INPUT:
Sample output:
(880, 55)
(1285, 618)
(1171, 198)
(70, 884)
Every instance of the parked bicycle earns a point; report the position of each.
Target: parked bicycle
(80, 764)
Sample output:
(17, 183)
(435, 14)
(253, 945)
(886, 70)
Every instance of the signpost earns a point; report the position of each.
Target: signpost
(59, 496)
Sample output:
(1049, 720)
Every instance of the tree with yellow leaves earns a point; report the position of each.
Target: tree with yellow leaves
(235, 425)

WHAT TO DO: Print every line of the items above again, unchanged and in the same order.

RESPONSE BELOW:
Sample output:
(880, 55)
(1285, 618)
(1171, 198)
(70, 884)
Every instance of the parked bicycle earns a point; report the position of each.
Target: parked bicycle
(80, 764)
Sample output:
(17, 183)
(435, 14)
(253, 945)
(886, 70)
Every instance of the signpost earns a point; report the position of each.
Target: signpost
(59, 496)
Sample output:
(1049, 720)
Every instance of the tree with yellow leaves earns a point; report the position of each.
Target: tree with yellow leaves
(235, 425)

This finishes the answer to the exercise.